Extracted records
▼▼▼
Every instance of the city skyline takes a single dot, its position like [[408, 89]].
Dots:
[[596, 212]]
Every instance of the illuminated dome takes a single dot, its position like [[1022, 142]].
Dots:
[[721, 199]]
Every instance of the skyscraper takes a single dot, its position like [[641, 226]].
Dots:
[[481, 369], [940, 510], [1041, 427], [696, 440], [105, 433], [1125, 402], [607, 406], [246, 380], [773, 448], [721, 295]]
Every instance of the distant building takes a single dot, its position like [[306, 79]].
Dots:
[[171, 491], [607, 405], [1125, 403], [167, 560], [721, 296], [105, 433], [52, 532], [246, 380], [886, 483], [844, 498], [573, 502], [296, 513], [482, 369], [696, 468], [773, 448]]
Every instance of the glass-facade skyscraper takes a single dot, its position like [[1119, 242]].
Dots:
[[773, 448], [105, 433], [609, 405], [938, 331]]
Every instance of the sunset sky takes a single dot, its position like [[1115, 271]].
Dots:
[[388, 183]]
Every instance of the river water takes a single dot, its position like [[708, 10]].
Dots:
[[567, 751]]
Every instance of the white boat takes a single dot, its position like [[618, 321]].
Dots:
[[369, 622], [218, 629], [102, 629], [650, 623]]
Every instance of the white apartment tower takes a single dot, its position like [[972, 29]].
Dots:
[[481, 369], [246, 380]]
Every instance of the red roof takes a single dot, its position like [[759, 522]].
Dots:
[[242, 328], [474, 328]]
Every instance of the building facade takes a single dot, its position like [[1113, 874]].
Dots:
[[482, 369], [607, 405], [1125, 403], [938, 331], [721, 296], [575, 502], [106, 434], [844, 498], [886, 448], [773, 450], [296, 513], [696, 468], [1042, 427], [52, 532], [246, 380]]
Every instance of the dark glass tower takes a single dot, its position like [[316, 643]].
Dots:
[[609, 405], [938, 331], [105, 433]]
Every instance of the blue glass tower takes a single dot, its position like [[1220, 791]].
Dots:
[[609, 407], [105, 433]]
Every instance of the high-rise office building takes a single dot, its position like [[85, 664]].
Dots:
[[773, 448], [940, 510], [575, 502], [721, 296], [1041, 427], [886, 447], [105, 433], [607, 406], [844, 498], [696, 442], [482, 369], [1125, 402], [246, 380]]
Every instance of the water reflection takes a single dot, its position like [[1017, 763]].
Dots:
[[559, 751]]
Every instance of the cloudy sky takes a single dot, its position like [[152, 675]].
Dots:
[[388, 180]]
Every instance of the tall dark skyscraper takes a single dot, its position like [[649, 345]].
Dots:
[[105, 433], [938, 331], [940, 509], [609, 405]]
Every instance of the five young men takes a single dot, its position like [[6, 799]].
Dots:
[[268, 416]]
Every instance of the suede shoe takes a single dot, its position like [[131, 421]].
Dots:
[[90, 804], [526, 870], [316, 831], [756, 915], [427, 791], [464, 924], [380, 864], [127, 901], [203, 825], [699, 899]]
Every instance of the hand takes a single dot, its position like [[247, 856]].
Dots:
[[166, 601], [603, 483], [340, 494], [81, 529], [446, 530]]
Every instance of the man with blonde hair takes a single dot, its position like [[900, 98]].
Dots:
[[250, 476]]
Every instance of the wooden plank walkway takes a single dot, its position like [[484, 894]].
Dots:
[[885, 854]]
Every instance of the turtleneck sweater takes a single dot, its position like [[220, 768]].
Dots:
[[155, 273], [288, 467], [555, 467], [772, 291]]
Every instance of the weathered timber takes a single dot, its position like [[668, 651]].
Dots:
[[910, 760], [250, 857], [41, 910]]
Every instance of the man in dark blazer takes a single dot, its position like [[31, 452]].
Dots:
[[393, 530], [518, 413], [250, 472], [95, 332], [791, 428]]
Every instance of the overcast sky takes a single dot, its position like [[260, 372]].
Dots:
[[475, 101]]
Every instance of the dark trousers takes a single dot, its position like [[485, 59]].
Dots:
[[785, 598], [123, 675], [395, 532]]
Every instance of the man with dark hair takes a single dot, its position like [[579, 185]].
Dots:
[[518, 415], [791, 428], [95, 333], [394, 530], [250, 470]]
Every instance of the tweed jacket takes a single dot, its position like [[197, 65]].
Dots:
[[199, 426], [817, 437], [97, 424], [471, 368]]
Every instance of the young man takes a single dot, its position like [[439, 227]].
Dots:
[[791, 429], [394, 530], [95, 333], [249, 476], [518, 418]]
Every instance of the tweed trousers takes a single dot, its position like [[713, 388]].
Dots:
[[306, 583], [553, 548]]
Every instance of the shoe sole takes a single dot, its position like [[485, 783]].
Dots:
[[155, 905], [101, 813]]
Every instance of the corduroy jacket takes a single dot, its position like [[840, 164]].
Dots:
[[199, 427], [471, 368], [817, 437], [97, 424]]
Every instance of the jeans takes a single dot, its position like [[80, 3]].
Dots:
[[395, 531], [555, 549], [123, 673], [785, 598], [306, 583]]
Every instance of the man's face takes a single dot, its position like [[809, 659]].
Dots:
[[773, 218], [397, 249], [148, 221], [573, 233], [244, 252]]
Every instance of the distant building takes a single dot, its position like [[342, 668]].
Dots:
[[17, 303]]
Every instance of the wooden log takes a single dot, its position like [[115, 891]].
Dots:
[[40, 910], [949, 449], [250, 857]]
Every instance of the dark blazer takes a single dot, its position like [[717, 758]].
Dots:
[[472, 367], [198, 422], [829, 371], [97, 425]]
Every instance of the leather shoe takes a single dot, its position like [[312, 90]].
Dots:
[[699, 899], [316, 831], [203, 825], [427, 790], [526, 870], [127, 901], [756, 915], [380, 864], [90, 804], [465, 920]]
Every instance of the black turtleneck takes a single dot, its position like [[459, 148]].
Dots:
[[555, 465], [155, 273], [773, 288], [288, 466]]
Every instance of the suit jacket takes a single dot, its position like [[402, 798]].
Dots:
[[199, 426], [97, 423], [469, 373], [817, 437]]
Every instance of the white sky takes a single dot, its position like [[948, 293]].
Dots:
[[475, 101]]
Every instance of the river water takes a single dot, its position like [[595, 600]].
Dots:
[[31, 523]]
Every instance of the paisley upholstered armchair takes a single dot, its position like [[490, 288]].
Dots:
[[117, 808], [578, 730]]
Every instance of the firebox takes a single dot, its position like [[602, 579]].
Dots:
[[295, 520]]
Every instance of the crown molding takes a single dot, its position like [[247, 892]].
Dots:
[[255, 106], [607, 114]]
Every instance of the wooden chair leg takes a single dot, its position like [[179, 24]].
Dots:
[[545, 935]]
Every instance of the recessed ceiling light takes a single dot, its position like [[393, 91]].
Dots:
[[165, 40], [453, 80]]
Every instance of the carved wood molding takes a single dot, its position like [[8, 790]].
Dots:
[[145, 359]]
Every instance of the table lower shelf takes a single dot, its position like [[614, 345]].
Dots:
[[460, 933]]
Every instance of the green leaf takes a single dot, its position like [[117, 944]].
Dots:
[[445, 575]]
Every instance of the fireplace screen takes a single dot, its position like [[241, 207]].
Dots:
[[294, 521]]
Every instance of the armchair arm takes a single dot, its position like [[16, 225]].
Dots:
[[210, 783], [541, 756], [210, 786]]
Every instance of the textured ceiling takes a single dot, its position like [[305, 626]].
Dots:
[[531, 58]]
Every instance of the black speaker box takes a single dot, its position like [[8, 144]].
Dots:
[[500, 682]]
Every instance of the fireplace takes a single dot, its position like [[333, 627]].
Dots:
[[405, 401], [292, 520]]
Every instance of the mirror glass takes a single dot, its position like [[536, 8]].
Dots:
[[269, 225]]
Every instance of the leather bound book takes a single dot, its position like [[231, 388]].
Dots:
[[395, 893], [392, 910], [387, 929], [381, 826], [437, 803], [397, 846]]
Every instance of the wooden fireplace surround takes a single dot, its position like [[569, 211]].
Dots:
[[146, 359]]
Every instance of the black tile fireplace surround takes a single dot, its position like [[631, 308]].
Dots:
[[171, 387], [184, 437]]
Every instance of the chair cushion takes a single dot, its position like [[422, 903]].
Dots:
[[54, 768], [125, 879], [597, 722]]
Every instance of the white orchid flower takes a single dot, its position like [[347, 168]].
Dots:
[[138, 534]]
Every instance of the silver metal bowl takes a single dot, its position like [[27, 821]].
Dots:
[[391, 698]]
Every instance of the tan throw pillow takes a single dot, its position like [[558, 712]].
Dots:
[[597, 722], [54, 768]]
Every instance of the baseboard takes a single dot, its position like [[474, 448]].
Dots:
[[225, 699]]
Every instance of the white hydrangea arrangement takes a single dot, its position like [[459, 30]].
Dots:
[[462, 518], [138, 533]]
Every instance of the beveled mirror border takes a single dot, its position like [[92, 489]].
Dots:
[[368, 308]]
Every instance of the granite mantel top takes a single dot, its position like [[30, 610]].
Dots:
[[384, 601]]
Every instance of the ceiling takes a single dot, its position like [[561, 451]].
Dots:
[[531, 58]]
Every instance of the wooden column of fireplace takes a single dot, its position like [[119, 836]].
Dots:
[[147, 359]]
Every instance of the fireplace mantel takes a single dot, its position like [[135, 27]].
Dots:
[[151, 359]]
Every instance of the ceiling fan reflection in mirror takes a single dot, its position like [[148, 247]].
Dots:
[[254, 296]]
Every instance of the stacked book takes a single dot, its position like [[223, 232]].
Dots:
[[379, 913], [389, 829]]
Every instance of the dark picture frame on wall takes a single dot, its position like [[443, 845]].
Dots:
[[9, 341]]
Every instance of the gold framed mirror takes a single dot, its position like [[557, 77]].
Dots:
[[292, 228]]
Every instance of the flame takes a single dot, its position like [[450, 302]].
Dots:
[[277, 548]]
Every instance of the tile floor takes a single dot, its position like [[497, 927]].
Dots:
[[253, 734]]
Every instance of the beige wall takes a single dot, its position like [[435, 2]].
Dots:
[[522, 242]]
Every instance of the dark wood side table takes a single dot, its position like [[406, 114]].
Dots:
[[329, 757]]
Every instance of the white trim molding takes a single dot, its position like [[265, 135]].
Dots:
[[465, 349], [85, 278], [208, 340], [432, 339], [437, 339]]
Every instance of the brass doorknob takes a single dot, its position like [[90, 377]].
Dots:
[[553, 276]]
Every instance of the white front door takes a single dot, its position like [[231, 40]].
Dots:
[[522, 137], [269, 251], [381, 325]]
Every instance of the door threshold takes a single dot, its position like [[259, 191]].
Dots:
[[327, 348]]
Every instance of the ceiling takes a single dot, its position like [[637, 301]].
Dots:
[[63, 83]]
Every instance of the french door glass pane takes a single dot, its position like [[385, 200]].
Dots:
▲▲▲
* To do: From the material above, take the part that opens with the line containing "Every instance of the black tile" and closes with the line containing "[[597, 722], [54, 768]]". Output only that part as a two-column CSV with the columns request and answer, one row per request. Put each field in double quotes and turn any line breaks into spaces.

* Expected answer:
request,answer
"Every instance of the black tile fireplace surround takes a single dot, its position like [[631, 308]]. Dots:","[[171, 387], [184, 437]]"
"Every instance of the chair cushion takes a single dot, its position like [[422, 903]]. Dots:","[[54, 768], [125, 879], [597, 722]]"
"Every instance of the white orchid flower takes a single dot, its position like [[347, 168]]. Dots:","[[138, 534]]"
"Every instance of the silver metal bowl takes a single dot, its position like [[27, 821]]. Dots:","[[391, 698]]"
"Every instance of the tan throw pillow takes a single dot, its position like [[558, 712]]. Dots:","[[597, 722], [54, 768]]"